**EXERCISE OBJECTIVE**:
Please repeat the whole listing exactly, but leave the pictures out.

------------------------------------------------------------------------

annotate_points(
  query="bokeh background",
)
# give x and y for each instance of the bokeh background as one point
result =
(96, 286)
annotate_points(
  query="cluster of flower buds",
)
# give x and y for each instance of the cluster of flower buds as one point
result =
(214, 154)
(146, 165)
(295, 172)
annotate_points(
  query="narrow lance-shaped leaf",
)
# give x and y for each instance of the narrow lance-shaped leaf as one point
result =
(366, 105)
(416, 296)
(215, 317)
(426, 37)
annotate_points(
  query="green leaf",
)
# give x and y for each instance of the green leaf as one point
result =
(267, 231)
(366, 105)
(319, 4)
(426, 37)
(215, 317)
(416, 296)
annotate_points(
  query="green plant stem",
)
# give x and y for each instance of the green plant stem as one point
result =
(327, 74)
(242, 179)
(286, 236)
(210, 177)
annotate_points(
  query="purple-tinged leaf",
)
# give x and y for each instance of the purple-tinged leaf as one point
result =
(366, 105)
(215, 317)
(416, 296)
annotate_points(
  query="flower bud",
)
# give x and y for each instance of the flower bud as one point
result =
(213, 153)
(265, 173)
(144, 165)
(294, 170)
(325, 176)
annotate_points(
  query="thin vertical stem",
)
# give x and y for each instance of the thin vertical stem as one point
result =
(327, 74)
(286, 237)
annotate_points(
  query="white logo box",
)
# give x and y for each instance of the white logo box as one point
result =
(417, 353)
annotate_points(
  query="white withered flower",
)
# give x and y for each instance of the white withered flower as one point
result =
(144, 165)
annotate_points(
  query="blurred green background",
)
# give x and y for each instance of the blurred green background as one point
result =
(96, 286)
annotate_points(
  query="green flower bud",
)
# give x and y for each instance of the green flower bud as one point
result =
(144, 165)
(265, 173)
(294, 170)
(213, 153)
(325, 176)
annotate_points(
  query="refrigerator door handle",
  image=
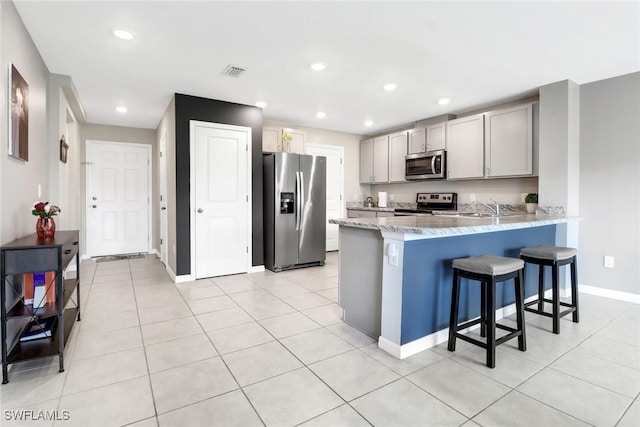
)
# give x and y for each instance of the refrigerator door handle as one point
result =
(298, 199)
(301, 210)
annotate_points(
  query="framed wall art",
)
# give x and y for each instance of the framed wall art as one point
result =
(18, 115)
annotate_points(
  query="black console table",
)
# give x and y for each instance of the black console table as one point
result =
(31, 255)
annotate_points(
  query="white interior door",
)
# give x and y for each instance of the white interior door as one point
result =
(335, 173)
(221, 202)
(118, 189)
(163, 199)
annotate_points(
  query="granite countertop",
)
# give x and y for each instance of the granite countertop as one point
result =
(442, 225)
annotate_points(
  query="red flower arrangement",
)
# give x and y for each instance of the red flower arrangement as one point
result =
(45, 210)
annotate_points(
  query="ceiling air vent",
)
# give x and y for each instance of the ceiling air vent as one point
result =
(232, 71)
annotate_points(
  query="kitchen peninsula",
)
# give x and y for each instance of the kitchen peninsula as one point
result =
(395, 272)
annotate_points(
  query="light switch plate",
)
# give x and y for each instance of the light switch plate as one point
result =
(609, 261)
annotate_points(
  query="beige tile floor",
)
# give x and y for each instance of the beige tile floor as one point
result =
(270, 349)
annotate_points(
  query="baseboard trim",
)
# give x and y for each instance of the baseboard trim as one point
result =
(256, 269)
(432, 340)
(182, 279)
(610, 293)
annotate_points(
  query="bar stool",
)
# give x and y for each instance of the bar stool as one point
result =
(554, 257)
(489, 270)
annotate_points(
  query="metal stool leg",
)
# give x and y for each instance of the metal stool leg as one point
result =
(574, 290)
(483, 311)
(519, 290)
(540, 287)
(453, 320)
(491, 322)
(555, 285)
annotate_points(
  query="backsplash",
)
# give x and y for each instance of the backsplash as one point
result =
(394, 204)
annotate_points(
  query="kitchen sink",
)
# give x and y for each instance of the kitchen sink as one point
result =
(480, 215)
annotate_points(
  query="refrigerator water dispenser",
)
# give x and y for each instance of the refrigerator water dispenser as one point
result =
(286, 203)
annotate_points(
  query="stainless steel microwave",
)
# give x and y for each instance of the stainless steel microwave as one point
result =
(428, 165)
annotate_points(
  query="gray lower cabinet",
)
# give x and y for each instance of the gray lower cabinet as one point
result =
(38, 324)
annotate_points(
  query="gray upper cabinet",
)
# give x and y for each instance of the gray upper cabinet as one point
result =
(381, 159)
(465, 147)
(417, 141)
(436, 136)
(366, 161)
(509, 142)
(397, 153)
(374, 160)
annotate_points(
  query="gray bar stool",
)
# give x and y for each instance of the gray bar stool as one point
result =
(554, 257)
(489, 270)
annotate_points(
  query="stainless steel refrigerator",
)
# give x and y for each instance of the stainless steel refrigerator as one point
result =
(295, 214)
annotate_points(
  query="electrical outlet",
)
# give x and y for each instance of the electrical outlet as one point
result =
(609, 262)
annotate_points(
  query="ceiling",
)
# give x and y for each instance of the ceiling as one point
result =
(475, 53)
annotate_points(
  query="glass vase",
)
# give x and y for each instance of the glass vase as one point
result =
(45, 228)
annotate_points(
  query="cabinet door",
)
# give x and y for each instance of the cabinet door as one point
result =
(417, 141)
(397, 153)
(270, 138)
(465, 147)
(436, 136)
(366, 161)
(381, 159)
(509, 141)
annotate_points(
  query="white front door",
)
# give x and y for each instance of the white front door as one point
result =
(118, 189)
(335, 172)
(163, 199)
(221, 208)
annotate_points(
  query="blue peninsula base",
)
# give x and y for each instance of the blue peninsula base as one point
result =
(396, 287)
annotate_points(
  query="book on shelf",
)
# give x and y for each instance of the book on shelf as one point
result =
(33, 280)
(39, 328)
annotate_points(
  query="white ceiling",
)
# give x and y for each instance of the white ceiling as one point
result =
(476, 53)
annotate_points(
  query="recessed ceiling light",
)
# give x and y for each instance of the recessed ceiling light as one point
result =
(318, 66)
(123, 34)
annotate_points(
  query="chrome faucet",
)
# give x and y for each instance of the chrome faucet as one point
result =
(495, 210)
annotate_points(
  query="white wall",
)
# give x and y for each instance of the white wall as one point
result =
(609, 182)
(167, 127)
(19, 180)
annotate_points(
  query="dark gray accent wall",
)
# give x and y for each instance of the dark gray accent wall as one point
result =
(209, 110)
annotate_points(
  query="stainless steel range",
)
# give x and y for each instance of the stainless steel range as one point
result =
(426, 203)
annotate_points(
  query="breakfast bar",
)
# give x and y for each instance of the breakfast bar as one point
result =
(395, 272)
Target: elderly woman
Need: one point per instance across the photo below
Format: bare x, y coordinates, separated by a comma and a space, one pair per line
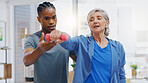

------------------------------------------------------------------------

**RESPONSE TO THE TASK**:
annotate_points(
  query="bokeh background",
)
# give x and y for each instance of the bokeh background as one point
result =
(96, 286)
annotate_points(
  query="cluster of flower buds",
)
# give x and y for each instance of the cluster of flower buds as one point
result =
(214, 154)
(146, 165)
(295, 172)
annotate_points(
  query="narrow lance-shaped leaf",
)
# give x and y for each instance of the narrow lance-shaped leaf as one point
result =
(366, 105)
(416, 296)
(215, 317)
(426, 37)
annotate_points(
  query="green leaf",
)
# give x and y for each instance of the green leaf as one point
result =
(267, 231)
(366, 105)
(319, 4)
(426, 37)
(215, 317)
(416, 296)
annotate_points(
  query="green plant stem",
)
# give x and y for each instance of the green plant stem as one point
result =
(327, 74)
(242, 179)
(286, 236)
(210, 177)
annotate_points(
  query="purple-tinged leaf",
)
# give x and y for each instance of the purple-tinged leaf as one point
result =
(366, 105)
(215, 317)
(416, 296)
annotate_points(
  query="flower bud",
)
# give x and y for each instance of the flower bud as one point
result =
(213, 153)
(265, 173)
(144, 165)
(294, 170)
(325, 176)
annotate_points(
  query="thin vertical stem",
)
# give x and y for each instance of the thin vertical stem as one point
result =
(327, 74)
(286, 237)
annotate_points(
  query="white logo box",
)
# give x and y for each instance of the white logo box as one point
result =
(417, 353)
annotate_points(
  query="white withered flower",
)
# give x and y for each instance of the white withered flower as one point
result =
(144, 165)
annotate_points(
  query="blurred green background",
)
# give x and y for each instance of the blurred green background as one point
result =
(96, 286)
annotate_points(
  query="green flower bud",
)
# give x and y for each instance of the green flower bud as one point
result =
(144, 165)
(265, 173)
(294, 170)
(213, 153)
(325, 176)
annotate_points(
  query="refrigerator door handle",
  image=
)
# give x and y for each instance of the refrigerator door handle as one point
result =
(298, 199)
(301, 210)
annotate_points(
  query="framed wall art",
)
# give x and y for each instance of the framed wall art as one point
result =
(18, 115)
annotate_points(
  query="black console table",
)
# give x and y for each instance of the black console table as one point
result =
(31, 255)
annotate_points(
  query="white interior door",
)
# give x and y for each instance of the white interior door as one point
result =
(335, 173)
(221, 202)
(118, 189)
(163, 199)
annotate_points(
  query="granite countertop",
)
# give x and y for each instance of the granite countertop as one point
result =
(442, 225)
annotate_points(
  query="red flower arrangement",
)
# give x and y for each instance of the red flower arrangement as one point
result =
(45, 210)
annotate_points(
  query="ceiling air vent",
)
# give x and y for each instance of the ceiling air vent as one point
result =
(232, 71)
annotate_points(
  query="kitchen peninsula",
)
# give x and y for each instance of the kitchen peninsula as one point
result =
(395, 272)
annotate_points(
  query="light switch plate",
)
# give x and y for each instance of the light switch plate as one point
result =
(609, 261)
annotate_points(
  query="beige tile floor",
)
# give x and y for each instance of the beige tile floor as one point
result =
(270, 349)
annotate_points(
  query="baseboard trim",
)
# give x and y for each instance of the baseboard trim as one point
result =
(256, 269)
(432, 340)
(182, 279)
(610, 293)
annotate_points(
  query="bar stool",
)
# give x and y for each instance of the bar stool as one point
result =
(554, 257)
(489, 270)
annotate_points(
  query="metal stool leg",
)
# give x and y for each instance of the metal stool leg as one point
result =
(574, 290)
(483, 311)
(519, 290)
(540, 287)
(453, 320)
(491, 322)
(555, 285)
annotate_points(
  query="backsplash",
)
# give x and y for each instance of the backsplash as one point
result =
(394, 204)
annotate_points(
  query="kitchen sink",
)
# give x and y for each instance of the kitchen sink as one point
result =
(480, 215)
annotate_points(
  query="refrigerator water dispenser",
)
# give x and y for each instance of the refrigerator water dispenser as one point
result =
(286, 203)
annotate_points(
  query="stainless steel microwave",
)
# give x and y for each instance of the stainless steel microwave as one point
result =
(428, 165)
annotate_points(
  query="gray lower cabinet",
)
# give x and y for each instance of the gray lower cabinet as one point
result =
(38, 324)
annotate_points(
  query="gray upper cabinet",
)
# give x and y for each instance of the gray upper cabinet as one point
result =
(381, 159)
(465, 147)
(417, 141)
(436, 136)
(366, 161)
(509, 142)
(397, 153)
(374, 160)
annotate_points(
  query="gray bar stool",
)
# give x and y for each instance of the gray bar stool as one point
result =
(554, 257)
(489, 270)
annotate_points(
  query="stainless steel refrigerator",
)
# give x and y for each instance of the stainless steel refrigerator as one point
result =
(295, 214)
annotate_points(
  query="electrical outlet",
)
# give x and y for each instance of the electrical outlet as one point
result =
(609, 262)
annotate_points(
  query="ceiling",
)
# give x and y for each instance of the ceiling as one point
result =
(475, 53)
annotate_points(
  query="glass vase",
)
# give x and y for each instance of the glass vase as one point
result =
(45, 228)
annotate_points(
  query="cabinet door",
)
# give x and y for each instance of the cabinet door as one point
result =
(417, 141)
(397, 153)
(270, 138)
(465, 147)
(436, 136)
(366, 161)
(381, 159)
(509, 141)
annotate_points(
  query="white front door",
)
# give x and y for each instance of the white front door as one point
result =
(118, 189)
(335, 172)
(163, 199)
(221, 208)
annotate_points(
  query="blue peninsula base",
)
# give x and y for each instance of the blue peninsula base as one point
result =
(396, 287)
annotate_points(
  query="book on shelf",
)
# give x and y for each instance of the book on shelf as one point
result =
(33, 280)
(39, 328)
annotate_points(
  query="white ceiling",
)
# give x and y for each instance of the white ceiling as one point
result =
(476, 53)
annotate_points(
  query="recessed ceiling light",
)
# give x and y for each instance of the recessed ceiling light as one point
result =
(318, 66)
(123, 34)
annotate_points(
  query="chrome faucet",
)
# give x and y for each instance of the chrome faucet as one point
result =
(495, 210)
annotate_points(
  query="white wall",
)
# give x and y for each instance of the white wall as one point
result =
(609, 182)
(167, 127)
(19, 180)
annotate_points(
  query="dark gray accent wall",
)
# give x and y for each instance of the dark gray accent wall as one point
result =
(209, 110)
annotate_points(
  query="stainless steel range",
)
# give x and y for each instance of the stainless steel range as one point
result =
(426, 203)
annotate_points(
  query="breakfast bar",
)
# give x and y for each instance of the breakfast bar as one point
result =
(395, 272)
Target: elderly woman
Need: one point per instance across the photo below
Format: bare x, y coordinates, separated by a comma and a space, one pair per line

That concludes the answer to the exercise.